■ Brief ■
Copy out the listing below, putting "Outline" in place of every "Annotate" and keeping everything else the same.

● ● ● ● ● ● ●

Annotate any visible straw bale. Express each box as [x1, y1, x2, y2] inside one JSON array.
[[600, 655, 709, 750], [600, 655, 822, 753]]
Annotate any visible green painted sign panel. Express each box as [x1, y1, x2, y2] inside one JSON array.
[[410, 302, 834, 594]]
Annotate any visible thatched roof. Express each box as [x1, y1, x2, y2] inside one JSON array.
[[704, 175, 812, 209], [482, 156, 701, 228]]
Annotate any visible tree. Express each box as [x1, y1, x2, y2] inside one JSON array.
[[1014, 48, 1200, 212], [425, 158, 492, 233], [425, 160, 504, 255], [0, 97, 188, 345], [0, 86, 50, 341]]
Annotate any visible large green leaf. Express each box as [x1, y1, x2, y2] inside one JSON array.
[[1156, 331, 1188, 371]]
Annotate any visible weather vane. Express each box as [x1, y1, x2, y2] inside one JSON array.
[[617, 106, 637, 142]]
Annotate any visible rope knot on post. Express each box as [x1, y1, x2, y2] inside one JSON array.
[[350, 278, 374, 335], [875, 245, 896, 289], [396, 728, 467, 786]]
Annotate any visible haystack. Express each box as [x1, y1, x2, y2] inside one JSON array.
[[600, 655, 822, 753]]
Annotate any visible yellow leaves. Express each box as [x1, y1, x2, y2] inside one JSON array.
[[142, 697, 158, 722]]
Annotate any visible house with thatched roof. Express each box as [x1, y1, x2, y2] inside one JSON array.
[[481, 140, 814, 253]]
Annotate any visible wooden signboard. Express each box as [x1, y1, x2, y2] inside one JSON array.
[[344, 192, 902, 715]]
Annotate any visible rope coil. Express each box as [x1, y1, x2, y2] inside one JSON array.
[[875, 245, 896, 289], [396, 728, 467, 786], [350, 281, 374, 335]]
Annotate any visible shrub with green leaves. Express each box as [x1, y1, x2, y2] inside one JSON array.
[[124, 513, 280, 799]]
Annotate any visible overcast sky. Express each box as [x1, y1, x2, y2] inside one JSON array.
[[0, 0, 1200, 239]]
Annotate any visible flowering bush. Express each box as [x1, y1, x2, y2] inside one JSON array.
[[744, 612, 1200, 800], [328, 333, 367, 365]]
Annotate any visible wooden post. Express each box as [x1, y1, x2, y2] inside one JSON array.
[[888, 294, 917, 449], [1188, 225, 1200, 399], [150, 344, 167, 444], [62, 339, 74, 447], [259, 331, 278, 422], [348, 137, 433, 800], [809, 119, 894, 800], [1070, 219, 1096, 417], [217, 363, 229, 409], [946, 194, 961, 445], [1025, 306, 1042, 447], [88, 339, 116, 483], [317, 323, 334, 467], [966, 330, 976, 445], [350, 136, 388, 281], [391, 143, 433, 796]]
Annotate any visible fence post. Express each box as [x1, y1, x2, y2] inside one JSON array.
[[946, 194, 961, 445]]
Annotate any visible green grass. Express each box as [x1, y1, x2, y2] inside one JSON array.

● ● ● ● ● ● ●

■ Written answer ■
Outline any visible straw bale. Express each box as [x1, y1, x2, y2] inside one JSON array.
[[600, 655, 709, 750], [600, 655, 822, 753]]
Outline any visible green painted sign panel. Express each box as [x1, y1, x2, y2] inside one JSON array.
[[410, 302, 834, 594]]
Outline any visible thatched roof. Express each box as [x1, y1, x2, y2] inside one JSON array.
[[704, 175, 812, 209], [482, 156, 701, 228]]
Outline any visible tree. Express each box as [x1, y1, x2, y2] inside one JSON array.
[[1014, 48, 1200, 212], [425, 158, 492, 233], [425, 160, 504, 255], [0, 97, 188, 345], [0, 86, 50, 341]]
Outline any visible large green leaf. Express each box as [x1, y1, x2, y2] inside one JSON array.
[[1156, 331, 1188, 371]]
Outline any visible weather vane. Express each box as [x1, y1, x2, y2] inside one JSON array.
[[617, 106, 637, 142]]
Outline any visible rope knot on post. Express each box as [x1, y1, x2, y2] inside one JSON array.
[[350, 278, 374, 335], [875, 245, 896, 289], [396, 728, 467, 786]]
Outline any visible haystack. Express each box as [x1, y1, x2, y2] inside one JSON array.
[[600, 655, 822, 753]]
Outline any visible yellow leaves. Express each box as [x1, y1, x2, y2] inside one JSON array.
[[142, 697, 158, 722]]
Outline any visible house with thatched roof. Express each box as [x1, y1, x2, y2] inside one JSON array.
[[481, 140, 814, 253]]
Outline any visible wooden signboard. Express each box as [x1, y1, x2, y2] inside one JSON array.
[[344, 192, 902, 715]]
Outline any visible rope coil. Express each box as [x1, y1, x2, y2] inside one JSON array.
[[875, 245, 896, 289], [396, 728, 467, 786], [350, 281, 374, 335]]
Outline any visible shrub with green leaves. Express each box as [x1, y1, x2, y2] inside one JSON array.
[[124, 513, 280, 799]]
Outline any visible overcast sky. Express each box as [x1, y1, x2, y2] inside one JSON array.
[[0, 0, 1200, 239]]
Outline any visible flowering bush. Express each box as [x1, y1, x2, y2] inside one JSON array.
[[744, 612, 1200, 800], [328, 333, 367, 365]]
Outline any visible wooden post. Express each box as [x1, y1, x2, y2] inside one JSON array.
[[888, 294, 917, 449], [1188, 225, 1200, 399], [150, 344, 167, 444], [62, 339, 74, 447], [259, 331, 278, 422], [348, 137, 433, 800], [809, 119, 894, 800], [1070, 219, 1096, 417], [217, 363, 229, 409], [946, 194, 961, 445], [1025, 306, 1042, 447], [88, 339, 116, 483], [317, 323, 334, 467], [966, 330, 976, 445], [350, 136, 388, 281], [391, 143, 433, 796]]
Outline any visible fence post. Express each box as [x1, y1, x2, y2] inside one JSON array.
[[946, 194, 961, 445]]
Outline any visible green grass. Express each box as [x1, y1, x2, y2] inside one JSON array.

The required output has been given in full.